» **Task item**: Go through the records and write each one out again exactly.

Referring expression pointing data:
☆ ☆ ☆

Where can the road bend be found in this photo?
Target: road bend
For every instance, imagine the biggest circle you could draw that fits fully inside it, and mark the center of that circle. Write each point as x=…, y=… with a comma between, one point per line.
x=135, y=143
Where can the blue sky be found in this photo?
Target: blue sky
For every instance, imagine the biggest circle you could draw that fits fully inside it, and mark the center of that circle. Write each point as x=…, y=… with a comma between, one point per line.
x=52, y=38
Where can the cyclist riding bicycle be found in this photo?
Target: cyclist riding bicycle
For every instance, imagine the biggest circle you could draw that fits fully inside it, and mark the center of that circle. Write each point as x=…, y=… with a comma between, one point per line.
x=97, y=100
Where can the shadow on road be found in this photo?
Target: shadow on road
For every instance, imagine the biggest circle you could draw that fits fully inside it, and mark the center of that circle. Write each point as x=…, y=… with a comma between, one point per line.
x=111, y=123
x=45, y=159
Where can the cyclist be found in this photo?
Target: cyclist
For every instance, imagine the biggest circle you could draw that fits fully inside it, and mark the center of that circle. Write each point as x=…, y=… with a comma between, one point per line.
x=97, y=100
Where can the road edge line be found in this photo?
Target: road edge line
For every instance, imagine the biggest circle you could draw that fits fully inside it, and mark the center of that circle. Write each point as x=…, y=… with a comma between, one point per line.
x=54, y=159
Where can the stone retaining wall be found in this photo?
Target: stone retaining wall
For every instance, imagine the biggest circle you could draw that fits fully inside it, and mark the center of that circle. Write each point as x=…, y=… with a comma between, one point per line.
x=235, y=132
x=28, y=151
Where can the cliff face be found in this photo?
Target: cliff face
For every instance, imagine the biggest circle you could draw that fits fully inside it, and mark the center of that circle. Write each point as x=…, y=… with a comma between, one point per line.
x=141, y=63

☆ ☆ ☆

» **Reply to the task**:
Where can the road bend be found in this photo?
Target: road bend
For every instance, imagine the biggest circle you could draw that fits fully inside it, and mark the center of that circle. Write each point as x=…, y=… with a comma between, one point per line.
x=135, y=143
Where can the blue sky be found in this photo?
Target: blue sky
For every instance, imagine the biggest circle you could draw that fits fully inside it, and mark the center of that circle. Write each point as x=…, y=… with a comma between, one point per line.
x=52, y=38
Where can the cyclist riding bicycle be found in this photo?
Target: cyclist riding bicycle
For every instance, imagine the biggest circle you could draw that fits fully inside it, and mark the center of that circle. Write each point as x=…, y=… with a comma between, one point per line.
x=97, y=100
Where can the shadow on road be found in this photo?
Target: shadow on road
For every instance, imagine the biggest circle you could draw that fits fully inside it, and mark the center of that circle. Write each point as x=…, y=… with a comma between, one point per line.
x=111, y=123
x=45, y=159
Where can the cyclist be found in this photo?
Target: cyclist
For every instance, imagine the biggest circle you could draw that fits fully inside it, and mark the center of that circle. Write each point as x=…, y=… with a comma between, one point per line.
x=97, y=100
Where can the road edge line be found in this photo?
Target: road edge line
For every instance, imagine the biggest circle you could draw that fits fully inside it, and mark the center of that circle. Write each point as x=…, y=… with a comma between, one point per line.
x=54, y=159
Where can the stone retaining wall be found in this photo?
Target: stone retaining wall
For every instance, imagine the biggest circle you could draw that fits fully inside it, and mark the center of that circle. Write each point as x=…, y=… with a comma between, one point per line.
x=235, y=132
x=28, y=151
Where can the cliff face be found in this photo?
Target: cliff face
For every instance, imagine the biggest circle you could draw that fits fully inside it, and mark the center of that circle. Write each point as x=…, y=… with a comma between, one point per line.
x=141, y=63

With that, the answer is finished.